**Records for the task**
Content starts

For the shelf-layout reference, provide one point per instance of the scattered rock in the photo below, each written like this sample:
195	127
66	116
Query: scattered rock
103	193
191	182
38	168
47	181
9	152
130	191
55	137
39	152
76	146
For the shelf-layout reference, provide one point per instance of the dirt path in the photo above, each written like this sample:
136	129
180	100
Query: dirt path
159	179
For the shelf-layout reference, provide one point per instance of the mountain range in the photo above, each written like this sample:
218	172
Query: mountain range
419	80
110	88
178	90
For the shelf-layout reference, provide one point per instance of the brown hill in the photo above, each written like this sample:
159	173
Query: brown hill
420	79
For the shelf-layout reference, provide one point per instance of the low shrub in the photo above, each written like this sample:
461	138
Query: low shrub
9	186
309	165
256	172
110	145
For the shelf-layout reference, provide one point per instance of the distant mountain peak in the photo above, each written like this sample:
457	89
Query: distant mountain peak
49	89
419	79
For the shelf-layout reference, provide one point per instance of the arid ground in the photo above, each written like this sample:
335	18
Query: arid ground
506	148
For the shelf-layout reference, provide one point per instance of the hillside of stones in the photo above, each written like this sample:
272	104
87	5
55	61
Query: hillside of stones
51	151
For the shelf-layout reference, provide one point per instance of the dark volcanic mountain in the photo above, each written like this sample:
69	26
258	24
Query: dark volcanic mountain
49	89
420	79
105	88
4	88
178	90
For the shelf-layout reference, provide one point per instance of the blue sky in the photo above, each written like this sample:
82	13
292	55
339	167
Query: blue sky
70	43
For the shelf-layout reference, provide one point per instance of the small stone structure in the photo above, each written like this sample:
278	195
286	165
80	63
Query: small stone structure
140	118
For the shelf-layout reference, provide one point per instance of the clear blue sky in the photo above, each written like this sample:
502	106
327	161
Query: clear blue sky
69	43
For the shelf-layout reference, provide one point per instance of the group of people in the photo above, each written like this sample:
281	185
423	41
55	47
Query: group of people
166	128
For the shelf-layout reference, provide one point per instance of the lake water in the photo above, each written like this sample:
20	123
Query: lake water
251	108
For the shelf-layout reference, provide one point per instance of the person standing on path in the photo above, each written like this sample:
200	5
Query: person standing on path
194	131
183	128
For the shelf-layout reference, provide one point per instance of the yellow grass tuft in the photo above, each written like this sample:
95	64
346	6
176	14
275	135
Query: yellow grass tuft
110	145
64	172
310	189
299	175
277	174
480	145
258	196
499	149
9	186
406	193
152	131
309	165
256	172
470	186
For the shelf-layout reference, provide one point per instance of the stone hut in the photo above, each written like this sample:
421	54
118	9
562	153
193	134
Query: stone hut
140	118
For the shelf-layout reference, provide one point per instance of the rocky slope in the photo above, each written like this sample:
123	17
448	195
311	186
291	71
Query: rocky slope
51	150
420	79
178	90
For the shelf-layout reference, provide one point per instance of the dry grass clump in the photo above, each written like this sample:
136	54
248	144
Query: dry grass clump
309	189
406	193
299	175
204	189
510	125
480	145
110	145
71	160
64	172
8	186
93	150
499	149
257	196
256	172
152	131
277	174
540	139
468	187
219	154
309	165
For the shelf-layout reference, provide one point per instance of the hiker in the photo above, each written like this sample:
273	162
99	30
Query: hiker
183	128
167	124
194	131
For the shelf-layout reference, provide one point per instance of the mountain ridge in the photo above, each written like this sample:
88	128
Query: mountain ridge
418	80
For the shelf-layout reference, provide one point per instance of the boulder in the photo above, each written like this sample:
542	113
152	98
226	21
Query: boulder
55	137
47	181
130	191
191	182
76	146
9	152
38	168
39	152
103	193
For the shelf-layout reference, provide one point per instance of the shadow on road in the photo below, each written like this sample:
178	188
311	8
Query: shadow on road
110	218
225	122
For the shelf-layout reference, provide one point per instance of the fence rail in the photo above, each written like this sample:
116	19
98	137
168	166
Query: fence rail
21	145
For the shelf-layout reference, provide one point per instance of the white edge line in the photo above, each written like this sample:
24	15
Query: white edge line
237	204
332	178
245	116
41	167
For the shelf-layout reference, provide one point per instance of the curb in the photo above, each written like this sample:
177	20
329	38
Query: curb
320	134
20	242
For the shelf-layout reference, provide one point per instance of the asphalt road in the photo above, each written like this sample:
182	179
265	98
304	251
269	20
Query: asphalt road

Content ends

**What is expected**
Search the listing above for the string "below" and return each line it appears on.

**The completed task**
For the shelf-layout reference, provide one point per instance of the scattered rock in the photo below, each written like this sample:
For the shelf-layout reference, provide one point per instance of the shadow on road in the photo below, each written like this sample:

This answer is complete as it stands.